Task to carry out: From top to bottom, retype the data exactly, passing over any picture.
┄┄┄┄┄┄┄┄┄┄┄┄┄┄┄┄┄┄┄┄
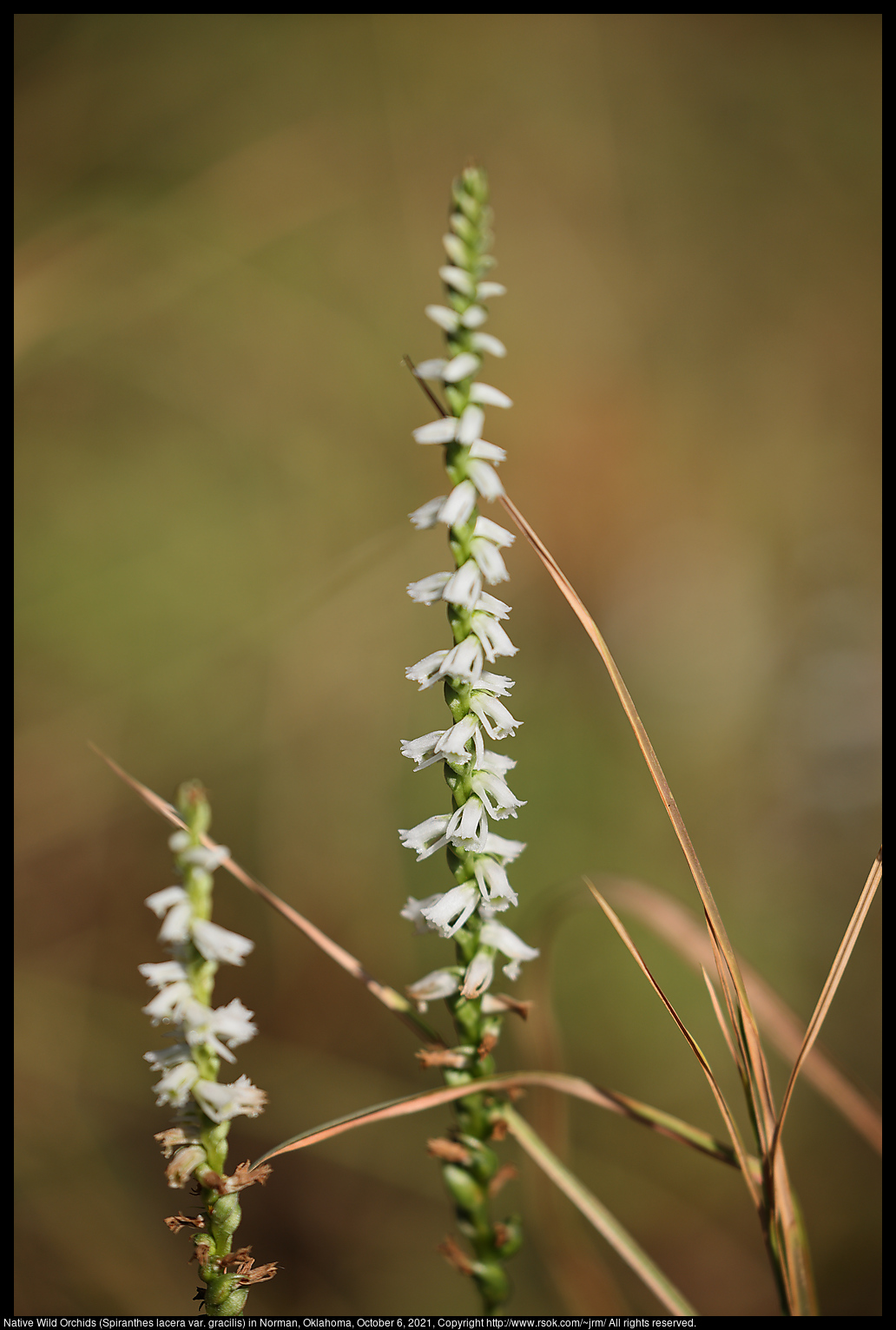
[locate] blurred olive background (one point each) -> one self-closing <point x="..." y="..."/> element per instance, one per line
<point x="227" y="227"/>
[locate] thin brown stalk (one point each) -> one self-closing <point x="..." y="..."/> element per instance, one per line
<point x="830" y="989"/>
<point x="390" y="998"/>
<point x="708" y="1071"/>
<point x="673" y="922"/>
<point x="665" y="1124"/>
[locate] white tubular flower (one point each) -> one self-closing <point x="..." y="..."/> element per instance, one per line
<point x="438" y="431"/>
<point x="459" y="504"/>
<point x="460" y="281"/>
<point x="484" y="477"/>
<point x="507" y="942"/>
<point x="496" y="720"/>
<point x="492" y="605"/>
<point x="498" y="685"/>
<point x="175" y="1084"/>
<point x="456" y="250"/>
<point x="492" y="636"/>
<point x="428" y="589"/>
<point x="427" y="670"/>
<point x="164" y="1057"/>
<point x="465" y="587"/>
<point x="505" y="852"/>
<point x="490" y="397"/>
<point x="217" y="943"/>
<point x="169" y="1003"/>
<point x="427" y="515"/>
<point x="175" y="927"/>
<point x="487" y="451"/>
<point x="462" y="367"/>
<point x="468" y="825"/>
<point x="473" y="317"/>
<point x="445" y="317"/>
<point x="413" y="912"/>
<point x="233" y="1023"/>
<point x="478" y="975"/>
<point x="464" y="662"/>
<point x="493" y="880"/>
<point x="488" y="560"/>
<point x="451" y="912"/>
<point x="478" y="777"/>
<point x="440" y="983"/>
<point x="491" y="530"/>
<point x="161" y="972"/>
<point x="221" y="1103"/>
<point x="495" y="762"/>
<point x="453" y="741"/>
<point x="427" y="837"/>
<point x="470" y="427"/>
<point x="497" y="798"/>
<point x="422" y="750"/>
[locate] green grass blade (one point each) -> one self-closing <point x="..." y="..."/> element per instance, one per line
<point x="596" y="1213"/>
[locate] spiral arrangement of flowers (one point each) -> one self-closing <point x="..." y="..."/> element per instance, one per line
<point x="476" y="775"/>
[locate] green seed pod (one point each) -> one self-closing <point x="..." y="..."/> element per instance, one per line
<point x="484" y="1160"/>
<point x="225" y="1297"/>
<point x="225" y="1220"/>
<point x="233" y="1304"/>
<point x="492" y="1282"/>
<point x="467" y="1193"/>
<point x="511" y="1235"/>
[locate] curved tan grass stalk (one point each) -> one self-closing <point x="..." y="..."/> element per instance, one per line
<point x="677" y="926"/>
<point x="390" y="998"/>
<point x="597" y="1215"/>
<point x="653" y="1117"/>
<point x="748" y="1176"/>
<point x="787" y="1248"/>
<point x="831" y="985"/>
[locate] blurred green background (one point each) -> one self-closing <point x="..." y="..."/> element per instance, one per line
<point x="227" y="227"/>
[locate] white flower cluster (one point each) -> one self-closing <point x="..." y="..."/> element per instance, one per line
<point x="204" y="1034"/>
<point x="476" y="775"/>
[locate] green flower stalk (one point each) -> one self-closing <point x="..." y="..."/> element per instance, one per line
<point x="197" y="1145"/>
<point x="478" y="857"/>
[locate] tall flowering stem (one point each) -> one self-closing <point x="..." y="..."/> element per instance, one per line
<point x="476" y="777"/>
<point x="204" y="1037"/>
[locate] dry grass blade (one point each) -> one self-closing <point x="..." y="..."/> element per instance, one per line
<point x="681" y="930"/>
<point x="728" y="972"/>
<point x="652" y="1117"/>
<point x="723" y="1025"/>
<point x="708" y="1071"/>
<point x="397" y="1003"/>
<point x="830" y="989"/>
<point x="596" y="1213"/>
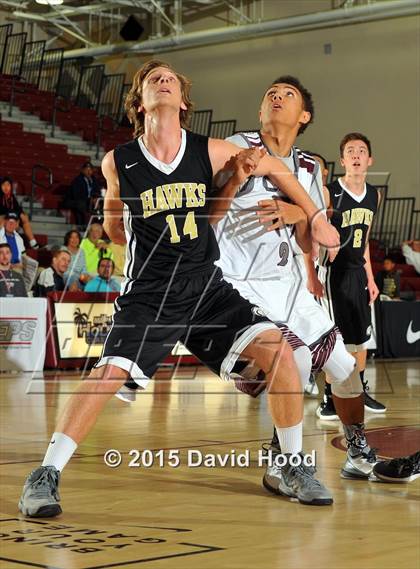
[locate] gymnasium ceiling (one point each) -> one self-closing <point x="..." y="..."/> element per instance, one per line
<point x="92" y="27"/>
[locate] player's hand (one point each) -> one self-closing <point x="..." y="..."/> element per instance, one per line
<point x="325" y="234"/>
<point x="279" y="213"/>
<point x="315" y="286"/>
<point x="373" y="291"/>
<point x="243" y="164"/>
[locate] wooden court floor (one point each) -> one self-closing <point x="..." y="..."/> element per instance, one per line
<point x="203" y="517"/>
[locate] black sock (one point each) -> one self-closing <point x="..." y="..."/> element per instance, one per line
<point x="355" y="437"/>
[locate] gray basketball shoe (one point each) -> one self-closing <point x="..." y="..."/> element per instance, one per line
<point x="297" y="482"/>
<point x="40" y="495"/>
<point x="272" y="476"/>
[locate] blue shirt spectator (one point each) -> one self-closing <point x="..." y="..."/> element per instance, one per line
<point x="8" y="234"/>
<point x="77" y="271"/>
<point x="104" y="281"/>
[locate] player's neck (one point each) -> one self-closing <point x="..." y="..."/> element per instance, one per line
<point x="355" y="182"/>
<point x="162" y="134"/>
<point x="278" y="140"/>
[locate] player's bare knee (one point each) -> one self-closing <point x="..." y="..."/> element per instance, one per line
<point x="274" y="351"/>
<point x="340" y="364"/>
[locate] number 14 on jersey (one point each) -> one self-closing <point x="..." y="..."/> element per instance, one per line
<point x="190" y="227"/>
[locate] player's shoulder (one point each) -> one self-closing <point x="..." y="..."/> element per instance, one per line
<point x="196" y="140"/>
<point x="332" y="186"/>
<point x="373" y="193"/>
<point x="306" y="161"/>
<point x="246" y="139"/>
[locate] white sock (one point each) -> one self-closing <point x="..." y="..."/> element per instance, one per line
<point x="59" y="451"/>
<point x="290" y="438"/>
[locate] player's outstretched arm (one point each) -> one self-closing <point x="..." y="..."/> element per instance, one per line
<point x="113" y="206"/>
<point x="237" y="169"/>
<point x="221" y="150"/>
<point x="322" y="232"/>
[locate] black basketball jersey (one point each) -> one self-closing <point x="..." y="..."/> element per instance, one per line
<point x="166" y="215"/>
<point x="352" y="219"/>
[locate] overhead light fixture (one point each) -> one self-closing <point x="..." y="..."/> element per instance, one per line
<point x="49" y="2"/>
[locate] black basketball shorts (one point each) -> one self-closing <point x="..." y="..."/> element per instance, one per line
<point x="202" y="311"/>
<point x="346" y="298"/>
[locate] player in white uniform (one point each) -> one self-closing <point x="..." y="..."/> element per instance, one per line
<point x="260" y="257"/>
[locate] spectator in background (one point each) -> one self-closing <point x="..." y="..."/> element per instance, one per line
<point x="77" y="271"/>
<point x="52" y="279"/>
<point x="8" y="234"/>
<point x="95" y="248"/>
<point x="104" y="282"/>
<point x="411" y="252"/>
<point x="118" y="252"/>
<point x="9" y="203"/>
<point x="388" y="280"/>
<point x="11" y="282"/>
<point x="83" y="192"/>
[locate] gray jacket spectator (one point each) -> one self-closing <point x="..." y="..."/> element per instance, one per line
<point x="388" y="280"/>
<point x="9" y="204"/>
<point x="11" y="282"/>
<point x="82" y="194"/>
<point x="52" y="279"/>
<point x="411" y="252"/>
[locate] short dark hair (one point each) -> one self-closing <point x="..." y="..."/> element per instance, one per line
<point x="134" y="96"/>
<point x="6" y="179"/>
<point x="355" y="136"/>
<point x="308" y="103"/>
<point x="57" y="251"/>
<point x="69" y="234"/>
<point x="106" y="259"/>
<point x="318" y="155"/>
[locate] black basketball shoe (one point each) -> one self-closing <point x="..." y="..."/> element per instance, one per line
<point x="326" y="411"/>
<point x="405" y="469"/>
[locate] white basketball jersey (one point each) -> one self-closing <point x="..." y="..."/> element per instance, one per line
<point x="247" y="250"/>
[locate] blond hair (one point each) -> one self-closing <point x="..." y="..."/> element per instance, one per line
<point x="133" y="99"/>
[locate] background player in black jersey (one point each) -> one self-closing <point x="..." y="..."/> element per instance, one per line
<point x="172" y="291"/>
<point x="350" y="287"/>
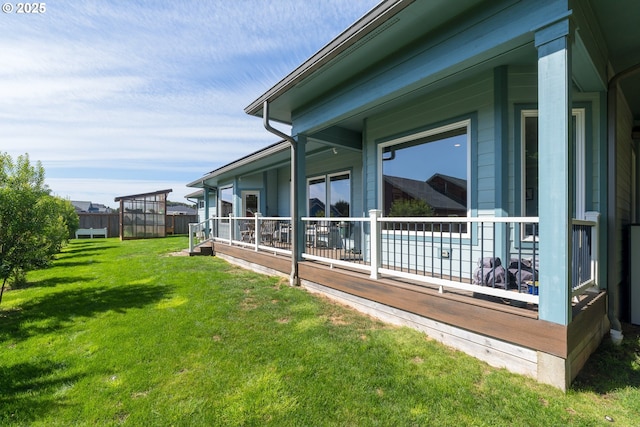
┄┄┄┄┄┄┄┄┄┄┄┄┄┄┄┄┄┄┄┄
Answer below:
[locate] blurred olive background (one point each) -> one self-closing <point x="..." y="..."/> element per instance, one per line
<point x="227" y="227"/>
[locate] thin brown stalk (one point each) -> one self-closing <point x="..." y="..."/> element per instance, one per line
<point x="830" y="989"/>
<point x="390" y="998"/>
<point x="708" y="1071"/>
<point x="673" y="922"/>
<point x="665" y="1124"/>
[locate] white tubular flower (one point each) -> one self-closing <point x="..." y="..."/> element per instance, one per line
<point x="438" y="431"/>
<point x="459" y="504"/>
<point x="460" y="281"/>
<point x="484" y="477"/>
<point x="507" y="942"/>
<point x="496" y="720"/>
<point x="492" y="605"/>
<point x="498" y="685"/>
<point x="175" y="1084"/>
<point x="456" y="250"/>
<point x="492" y="636"/>
<point x="428" y="589"/>
<point x="427" y="670"/>
<point x="164" y="1057"/>
<point x="465" y="587"/>
<point x="505" y="852"/>
<point x="490" y="397"/>
<point x="217" y="943"/>
<point x="169" y="1003"/>
<point x="427" y="515"/>
<point x="175" y="927"/>
<point x="487" y="451"/>
<point x="462" y="367"/>
<point x="468" y="825"/>
<point x="473" y="317"/>
<point x="445" y="317"/>
<point x="413" y="912"/>
<point x="233" y="1023"/>
<point x="478" y="975"/>
<point x="464" y="662"/>
<point x="493" y="880"/>
<point x="488" y="560"/>
<point x="451" y="912"/>
<point x="478" y="777"/>
<point x="440" y="983"/>
<point x="491" y="530"/>
<point x="161" y="972"/>
<point x="221" y="1103"/>
<point x="495" y="762"/>
<point x="453" y="741"/>
<point x="427" y="837"/>
<point x="470" y="427"/>
<point x="497" y="798"/>
<point x="422" y="750"/>
[locate] green grass blade (one point each) -> one self-closing <point x="..." y="..."/> element per instance, one per line
<point x="596" y="1213"/>
[locate] spiral arrangement of flowers (one point each) -> one self-closing <point x="..." y="..."/> element per instance, one per line
<point x="476" y="775"/>
[locate] green seed pod (one point each) -> one self-closing <point x="..." y="..."/> element per instance, one per line
<point x="484" y="1160"/>
<point x="225" y="1297"/>
<point x="225" y="1220"/>
<point x="233" y="1304"/>
<point x="492" y="1282"/>
<point x="467" y="1193"/>
<point x="511" y="1235"/>
[locate] curved tan grass stalk (one point each) -> one self-closing <point x="..." y="..."/> element per instance, one per line
<point x="677" y="926"/>
<point x="390" y="998"/>
<point x="597" y="1215"/>
<point x="653" y="1117"/>
<point x="748" y="1176"/>
<point x="787" y="1248"/>
<point x="831" y="985"/>
[locate] blurred green background (one point each) -> one self-closing <point x="..." y="..."/> element per instance, one per line
<point x="227" y="227"/>
[locate] white flower cluster (one point each) -> one self-closing <point x="..." y="..."/> element per instance, one per line
<point x="204" y="1034"/>
<point x="476" y="775"/>
[locate] green flower stalk (one point each) -> one self-closing <point x="..." y="..."/> element per instance, one per line
<point x="197" y="1145"/>
<point x="478" y="857"/>
[locate] tall flowering stem (one point each) -> one self-closing <point x="..." y="..."/> element per instance, one per line
<point x="476" y="777"/>
<point x="204" y="1037"/>
[locate] dry grass blade (one point each) -> one self-closing <point x="..." y="..."/> element per instance, one per line
<point x="681" y="930"/>
<point x="728" y="972"/>
<point x="652" y="1117"/>
<point x="723" y="1025"/>
<point x="708" y="1071"/>
<point x="397" y="1003"/>
<point x="830" y="989"/>
<point x="596" y="1213"/>
[locate] gymnasium ceiling (one point each) -> one self-closing <point x="..." y="..."/> element per instance, one per line
<point x="92" y="27"/>
[locate] player's hand (one point each) -> one self-closing <point x="..." y="..."/> element per instance, one per line
<point x="325" y="234"/>
<point x="279" y="213"/>
<point x="315" y="286"/>
<point x="373" y="291"/>
<point x="243" y="164"/>
[locate] wooden court floor (one point each) -> one self-closing <point x="..." y="..."/> element per instance, one per line
<point x="203" y="517"/>
[locate] black sock (one point each) -> one self-closing <point x="..." y="..."/> element per instance, one per line
<point x="355" y="437"/>
[locate] gray basketball shoe (one point each) -> one self-closing <point x="..." y="..."/> element per instance, one per line
<point x="297" y="482"/>
<point x="40" y="495"/>
<point x="272" y="476"/>
[locate] blue shirt spectator (one point each) -> one self-closing <point x="..." y="..."/> element per instance, one per line
<point x="8" y="234"/>
<point x="77" y="271"/>
<point x="104" y="281"/>
[locate] player's neck (one point each) -> one self-closing <point x="..." y="..."/> element per instance, one per line
<point x="355" y="182"/>
<point x="162" y="134"/>
<point x="278" y="140"/>
[locate] player's bare knee (one point each) -> one self-closing <point x="..." y="..."/> element per instance, one per line
<point x="274" y="351"/>
<point x="340" y="364"/>
[locate] number 14 on jersey (one point each) -> one self-closing <point x="..." y="..."/> element per instance, one per line
<point x="190" y="227"/>
[locate] player's shoulder (one point each) -> one self-closing <point x="..." y="..."/> element per instance, one per line
<point x="196" y="140"/>
<point x="332" y="186"/>
<point x="373" y="193"/>
<point x="306" y="161"/>
<point x="246" y="139"/>
[locate] white sock (one point each) -> one self-closing <point x="..." y="..."/> element per instance, one per line
<point x="59" y="451"/>
<point x="290" y="438"/>
[locate] player's outstretched arm (one point each) -> one self-closing <point x="..." y="..."/> element per instance, one per line
<point x="113" y="206"/>
<point x="237" y="169"/>
<point x="221" y="150"/>
<point x="322" y="232"/>
[locate] black basketball jersey (one point each) -> one self-closing <point x="..." y="..."/> element per instance, one per line
<point x="166" y="215"/>
<point x="352" y="219"/>
[locate] overhead light fixture (one point each) -> one self-closing <point x="..." y="..."/> element per instance, one per line
<point x="49" y="2"/>
[locate] black basketball shorts (one point each) -> one self-closing <point x="..." y="..."/> element per instance, one per line
<point x="202" y="311"/>
<point x="346" y="298"/>
[locate] player in white uniform (one point each) -> one self-closing <point x="..." y="..."/> element per instance, one per line
<point x="260" y="257"/>
[locate] spectator in background (one point each) -> one self-closing <point x="..." y="..."/> element per instance, one per line
<point x="77" y="271"/>
<point x="52" y="279"/>
<point x="8" y="234"/>
<point x="95" y="248"/>
<point x="104" y="282"/>
<point x="411" y="252"/>
<point x="118" y="252"/>
<point x="9" y="203"/>
<point x="388" y="280"/>
<point x="11" y="282"/>
<point x="83" y="192"/>
[locate] gray jacket spectator (one point each) -> one self-closing <point x="..." y="..."/> element per instance, one per line
<point x="388" y="280"/>
<point x="9" y="204"/>
<point x="11" y="282"/>
<point x="82" y="194"/>
<point x="52" y="279"/>
<point x="411" y="252"/>
[locate] short dark hair (one point each) -> one self-closing <point x="..." y="..."/> element per instance, one per line
<point x="134" y="96"/>
<point x="6" y="179"/>
<point x="355" y="136"/>
<point x="308" y="103"/>
<point x="57" y="251"/>
<point x="69" y="234"/>
<point x="106" y="259"/>
<point x="318" y="155"/>
[locate] black basketball shoe (one point each) -> one self-closing <point x="..." y="..."/> element per instance, one per line
<point x="326" y="411"/>
<point x="405" y="469"/>
[locate] white basketball jersey (one point each) -> one self-closing <point x="..." y="..."/> element per instance, one per line
<point x="247" y="250"/>
[locate] blond hair (one point each) -> one self-closing <point x="..." y="..."/> element per instance, one per line
<point x="133" y="99"/>
[locate] background player in black jersey (one point each) -> one self-closing <point x="..." y="..."/> element per instance, one per line
<point x="172" y="291"/>
<point x="350" y="287"/>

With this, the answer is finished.